YOUR ASSIGNMENT: This exercise calls for every record to be set down again, exactly and in full.

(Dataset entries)

[Start of Attachment]

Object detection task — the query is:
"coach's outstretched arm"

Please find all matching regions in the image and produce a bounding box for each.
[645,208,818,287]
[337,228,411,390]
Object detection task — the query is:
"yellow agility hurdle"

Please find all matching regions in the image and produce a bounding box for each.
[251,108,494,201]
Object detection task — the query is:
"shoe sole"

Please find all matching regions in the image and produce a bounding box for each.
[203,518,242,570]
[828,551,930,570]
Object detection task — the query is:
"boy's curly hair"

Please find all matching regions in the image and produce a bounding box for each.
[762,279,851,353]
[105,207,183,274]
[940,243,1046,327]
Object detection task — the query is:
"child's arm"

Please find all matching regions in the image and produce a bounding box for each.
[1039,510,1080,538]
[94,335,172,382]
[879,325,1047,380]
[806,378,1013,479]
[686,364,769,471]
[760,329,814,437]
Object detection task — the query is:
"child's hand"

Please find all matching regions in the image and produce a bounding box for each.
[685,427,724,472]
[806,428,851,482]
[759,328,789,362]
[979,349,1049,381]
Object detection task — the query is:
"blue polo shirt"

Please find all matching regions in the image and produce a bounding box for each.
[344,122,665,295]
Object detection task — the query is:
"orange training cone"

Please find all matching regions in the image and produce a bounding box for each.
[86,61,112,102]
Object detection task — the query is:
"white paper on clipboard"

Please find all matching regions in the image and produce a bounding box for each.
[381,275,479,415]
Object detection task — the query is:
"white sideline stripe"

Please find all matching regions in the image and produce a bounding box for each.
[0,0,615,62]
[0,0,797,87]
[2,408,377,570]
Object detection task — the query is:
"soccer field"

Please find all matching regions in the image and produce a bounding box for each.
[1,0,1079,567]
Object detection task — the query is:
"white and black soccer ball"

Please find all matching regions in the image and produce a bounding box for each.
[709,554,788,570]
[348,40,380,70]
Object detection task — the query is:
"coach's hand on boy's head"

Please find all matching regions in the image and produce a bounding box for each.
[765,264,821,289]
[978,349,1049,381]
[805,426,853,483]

[End of Attachment]

RESPONSE AREA:
Object detection task — the query is:
"coach's outstretched arm"

Please find all matching regions in the image and produce a bounding box for each.
[645,208,818,287]
[337,228,411,390]
Object detection task — the query is:
"yellow agility hurdle"

Please find all matching regions in the image and produce a bounding box for each.
[251,108,494,201]
Object detection task — the query is:
"shoe sole"

Please find all matching regions in the image and produce a bounding box for each.
[203,518,242,570]
[828,551,930,570]
Object detection task — the query is:
"boy's curly hair"

Please find all matching regions in the image and produce a bounding box for each.
[762,279,851,353]
[105,207,183,274]
[940,243,1046,327]
Object detection task — the query is:
"child's arm"

Please find all matching regions in the image and produce a bounding box for each.
[1039,510,1080,538]
[94,335,172,382]
[879,325,1047,380]
[806,378,1013,479]
[686,364,769,471]
[760,329,814,437]
Object detection task — the query is:
"child's hand"

Please find all matching regions in the image and produce a bounding box for each.
[685,427,724,472]
[806,428,851,482]
[759,328,789,362]
[979,349,1049,381]
Object detection task — the query is:
"blue polo shirt"

Please find all matching regions in the image and produce a bounding box for each.
[344,122,665,295]
Object detection task — the query is:
"orange training cone"

Please find all matching regions in the image and produce a bounding box for each.
[86,61,112,102]
Object detection task — the query is:
"white paper on clipboard"

Please find all matching regions in the image and produce a bounding box for each.
[381,275,479,415]
Object detection task — the query is:
"white sideline stripe"

Please find all matching regions in the image and produce a bounding box for each.
[0,0,615,62]
[0,0,797,87]
[2,408,377,570]
Object detection task — the query is:
"soccer field"

Please find all matching regions in the image and produce a bounding box for each.
[1,0,1079,567]
Object detection task — the query is:
"white and black soccer ball"

Please find all matching regions in the image and produce a bounding box for each.
[709,554,788,570]
[348,40,380,70]
Object detection task — the query is:
"coach's hand on boy's head"

Please find all matching regions in the image and produce a bounding box for each.
[765,264,821,289]
[978,349,1049,381]
[805,426,853,483]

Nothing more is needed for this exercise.